— Start SELECTED EXTRACT —
By James Arnold
BBC News Online business reporter
Chilean chard, Zambian zucchini... the choice is endless
Townies may be a bit hazy about cattle cake or baler twine, but they know one thing about agriculture: farmers are all broke and supermarkets are the reason why.
It's certainly true that supermarkets - whose dominance of retail trade is now almost total - seem to have unlimited opportunities to squeeze their suppliers.
But things may just be about to change.
After years of breast-beating and public indignation, some cannier farmers are learning to work the system to their own ends.
Tied up in chains
On the face of it, Britain's food market works firmly against the interests of the farmer.
For more than 90% of the population, a supermarket is the main or sole place of shopping; supermarkets now corner the market not just in microwave curries and sun-dried tomatoes, but in basic commodities such as cheese and eggs.
This gives them tremendous bargaining power, says Stuart Thomson of English Farming and Food Partnerships, a quasi-government body which aims to make British agriculture more competitive.
— End SELECTED EXTRACT —
## WHAT YOU SHOULD DO
From the article on farmers and supermarkets, write out word for word the passage that begins with the words containing "After years of" and ends with "cheese and eggs.". You won't need the listing after this.
— Start SUPPLIED RECORDS —
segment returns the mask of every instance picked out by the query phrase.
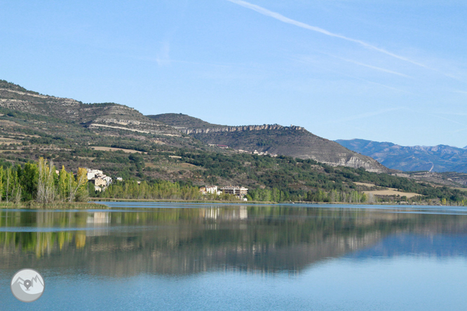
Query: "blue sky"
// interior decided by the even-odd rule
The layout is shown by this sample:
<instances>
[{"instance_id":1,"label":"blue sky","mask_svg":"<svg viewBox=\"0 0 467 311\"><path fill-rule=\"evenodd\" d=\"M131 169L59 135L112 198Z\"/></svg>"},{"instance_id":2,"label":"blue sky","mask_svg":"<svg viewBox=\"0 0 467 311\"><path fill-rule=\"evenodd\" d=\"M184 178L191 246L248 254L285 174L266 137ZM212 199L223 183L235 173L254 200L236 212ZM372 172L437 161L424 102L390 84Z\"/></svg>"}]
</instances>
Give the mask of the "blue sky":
— End SUPPLIED RECORDS —
## FULL SOLUTION
After years of breast-beating and public indignation, some cannier farmers are learning to work the system to their own ends.
Tied up in chains
On the face of it, Britain's food market works firmly against the interests of the farmer.
For more than 90% of the population, a supermarket is the main or sole place of shopping; supermarkets now corner the market not just in microwave curries and sun-dried tomatoes, but in basic commodities such as cheese and eggs.